═════ TEXT FOR ANALYSIS ═════

I recently finished a book entitled Charlie Wilson’s War which does an excellent job answering this question.

It makes the very strong case that inasmuch as the collapse of the Soviet Union can be traced to a single man, that man would not be Ronald Reagan, but a womanizing, alcoholic, Democrat Congressman from Texas by the name of Charlie Wilson.

Pretty much single-handedly, Wilson committed hundreds of millions of dollars and vast resources to supporting the Afghani rebels against the USSR, and realy for no other good reason than that he admired them and loathed Commies.

It was this political and economic failure that broke the back of the Soviet Union.

It’s a good read.

I always found it hilarious that the anti-SDI folks always thought that they were so sophisticated in understanding that it would ‘never work’, but that it sold well to the bumpkins in the sticks.

In reality, it was the anti-SDI folks that never really understood what it was about, the mathematics behind it, and why it frightened the Soviets so much.

═════

WHAT YOU NEED TO DO
According to the text on Charlie Wilson and the Soviet collapse, what did the anti-SDI folks never really understand? List each item.

═════ SOURCE INFORMATION ═════

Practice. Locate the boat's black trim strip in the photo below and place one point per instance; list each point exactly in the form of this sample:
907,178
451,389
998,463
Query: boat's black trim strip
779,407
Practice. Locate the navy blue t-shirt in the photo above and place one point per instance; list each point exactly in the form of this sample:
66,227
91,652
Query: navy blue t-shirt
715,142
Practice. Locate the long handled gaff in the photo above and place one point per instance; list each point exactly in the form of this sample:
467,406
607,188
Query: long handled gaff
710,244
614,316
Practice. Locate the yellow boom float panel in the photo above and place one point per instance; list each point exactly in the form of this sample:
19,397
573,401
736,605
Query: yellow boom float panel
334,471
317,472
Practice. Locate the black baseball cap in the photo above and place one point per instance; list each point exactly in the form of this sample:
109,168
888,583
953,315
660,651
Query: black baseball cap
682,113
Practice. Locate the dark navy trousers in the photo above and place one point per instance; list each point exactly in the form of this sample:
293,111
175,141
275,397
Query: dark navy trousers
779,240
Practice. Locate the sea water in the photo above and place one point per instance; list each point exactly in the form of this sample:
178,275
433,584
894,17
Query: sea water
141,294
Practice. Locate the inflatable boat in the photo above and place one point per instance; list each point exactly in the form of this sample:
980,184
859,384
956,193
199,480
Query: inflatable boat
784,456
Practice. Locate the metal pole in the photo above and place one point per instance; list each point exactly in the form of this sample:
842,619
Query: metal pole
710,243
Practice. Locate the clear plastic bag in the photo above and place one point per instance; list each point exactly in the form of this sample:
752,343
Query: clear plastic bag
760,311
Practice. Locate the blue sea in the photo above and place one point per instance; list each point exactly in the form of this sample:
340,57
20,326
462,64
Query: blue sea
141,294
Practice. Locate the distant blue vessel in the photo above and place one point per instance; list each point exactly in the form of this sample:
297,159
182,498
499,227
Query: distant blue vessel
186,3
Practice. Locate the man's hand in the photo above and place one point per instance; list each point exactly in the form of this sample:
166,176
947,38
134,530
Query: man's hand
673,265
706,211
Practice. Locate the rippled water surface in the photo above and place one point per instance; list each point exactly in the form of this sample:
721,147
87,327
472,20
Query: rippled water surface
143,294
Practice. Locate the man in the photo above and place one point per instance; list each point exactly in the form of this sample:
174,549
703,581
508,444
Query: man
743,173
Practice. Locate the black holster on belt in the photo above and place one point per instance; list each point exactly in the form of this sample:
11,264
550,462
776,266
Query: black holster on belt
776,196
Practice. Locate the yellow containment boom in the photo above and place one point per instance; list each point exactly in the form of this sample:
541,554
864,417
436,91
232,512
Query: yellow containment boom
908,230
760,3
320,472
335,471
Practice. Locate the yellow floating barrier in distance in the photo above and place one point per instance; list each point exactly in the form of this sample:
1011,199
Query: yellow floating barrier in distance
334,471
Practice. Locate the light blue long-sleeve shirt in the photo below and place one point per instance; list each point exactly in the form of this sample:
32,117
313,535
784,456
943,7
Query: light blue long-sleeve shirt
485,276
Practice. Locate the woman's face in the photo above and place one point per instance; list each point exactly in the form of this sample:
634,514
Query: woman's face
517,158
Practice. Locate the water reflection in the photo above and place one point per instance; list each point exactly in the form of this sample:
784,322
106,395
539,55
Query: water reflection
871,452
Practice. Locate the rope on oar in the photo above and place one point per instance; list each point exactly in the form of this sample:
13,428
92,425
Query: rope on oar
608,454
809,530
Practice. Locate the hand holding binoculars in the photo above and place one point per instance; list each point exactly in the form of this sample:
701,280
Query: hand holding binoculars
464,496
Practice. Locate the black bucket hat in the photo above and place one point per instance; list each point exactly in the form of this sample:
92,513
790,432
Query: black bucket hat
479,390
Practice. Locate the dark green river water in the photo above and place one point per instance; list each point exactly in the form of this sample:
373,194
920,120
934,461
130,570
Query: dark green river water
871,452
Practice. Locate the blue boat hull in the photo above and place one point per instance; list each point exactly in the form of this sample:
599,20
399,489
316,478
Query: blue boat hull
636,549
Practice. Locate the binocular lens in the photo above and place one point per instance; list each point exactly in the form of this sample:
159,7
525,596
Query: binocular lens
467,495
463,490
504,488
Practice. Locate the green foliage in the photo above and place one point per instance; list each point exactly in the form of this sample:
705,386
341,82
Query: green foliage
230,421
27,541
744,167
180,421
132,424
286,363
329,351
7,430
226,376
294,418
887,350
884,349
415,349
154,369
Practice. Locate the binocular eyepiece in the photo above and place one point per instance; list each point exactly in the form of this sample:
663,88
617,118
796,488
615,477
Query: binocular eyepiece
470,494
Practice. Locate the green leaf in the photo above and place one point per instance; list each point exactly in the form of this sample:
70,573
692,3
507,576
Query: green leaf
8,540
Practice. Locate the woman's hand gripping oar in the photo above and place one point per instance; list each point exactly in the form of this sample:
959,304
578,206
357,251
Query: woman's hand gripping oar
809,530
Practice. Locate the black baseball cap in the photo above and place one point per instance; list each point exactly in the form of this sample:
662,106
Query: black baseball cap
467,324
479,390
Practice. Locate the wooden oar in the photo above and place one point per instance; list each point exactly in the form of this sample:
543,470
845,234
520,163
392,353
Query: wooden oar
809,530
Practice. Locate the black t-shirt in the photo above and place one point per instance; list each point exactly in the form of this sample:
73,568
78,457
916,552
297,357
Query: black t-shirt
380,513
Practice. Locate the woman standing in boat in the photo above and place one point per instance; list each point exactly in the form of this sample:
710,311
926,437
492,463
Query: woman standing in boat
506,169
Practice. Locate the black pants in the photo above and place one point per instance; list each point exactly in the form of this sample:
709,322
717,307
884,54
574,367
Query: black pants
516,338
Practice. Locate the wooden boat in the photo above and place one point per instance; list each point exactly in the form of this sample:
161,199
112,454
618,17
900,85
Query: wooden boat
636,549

═════

RESPONSE BOX
- What SDI was about
- The mathematics behind it
- Why it frightened the Soviets so much